DIRECTIONS FOR THIS TASK – Can you rewrite each of the records below with "dormer window" replaced by "chimney" everywhere, keeping everything else the same and omitting the pictures?

====== MATERIAL FOR THIS EXERCISE ======

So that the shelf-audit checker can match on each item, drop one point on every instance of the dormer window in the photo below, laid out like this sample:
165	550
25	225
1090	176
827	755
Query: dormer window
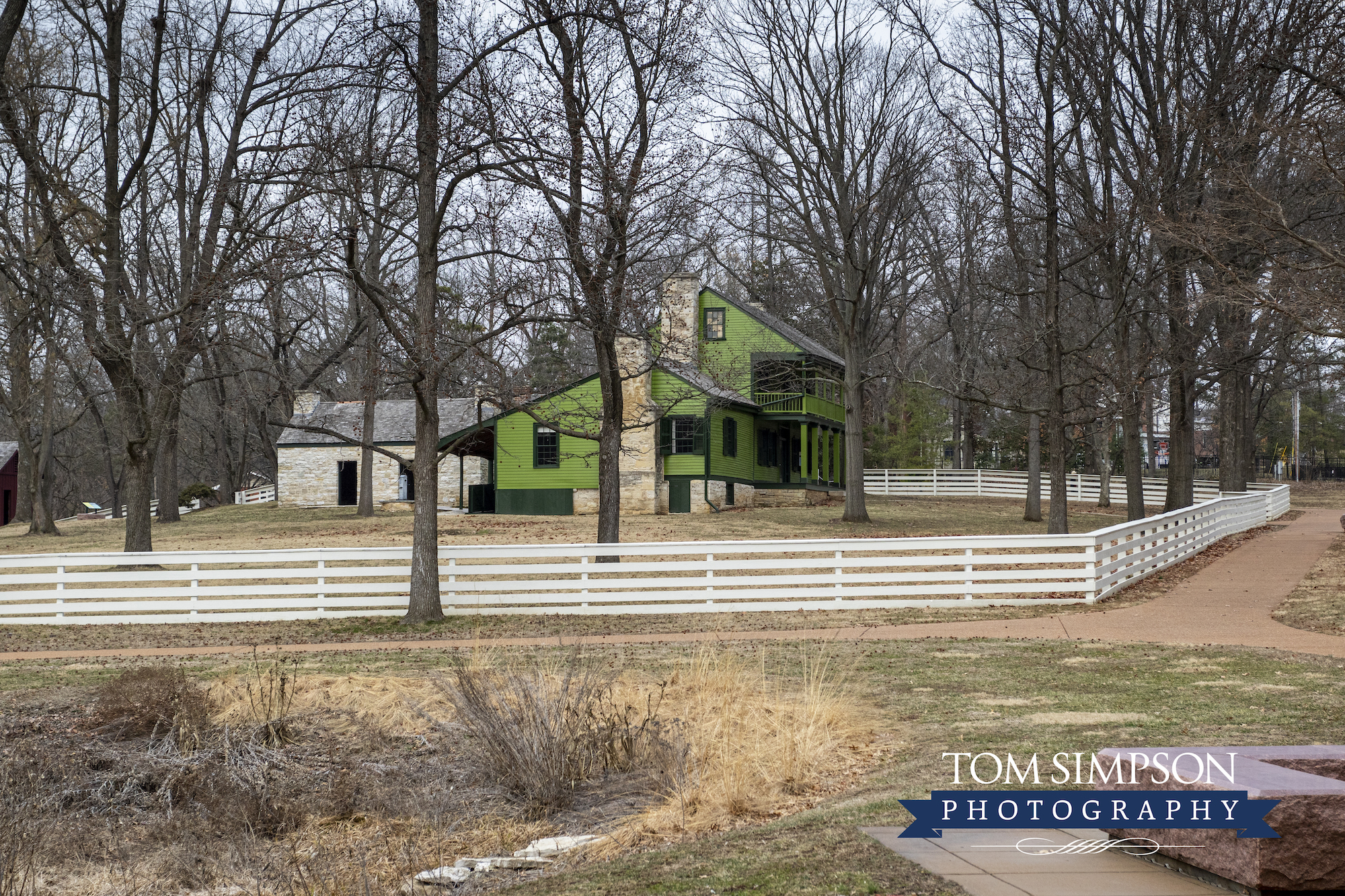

======

SOLUTION TO THE EXERCISE –
So that the shelf-audit checker can match on each item, drop one point on every instance of the chimney in the photo below, laid out like this sample:
165	550
25	225
1090	176
827	755
Query: chimney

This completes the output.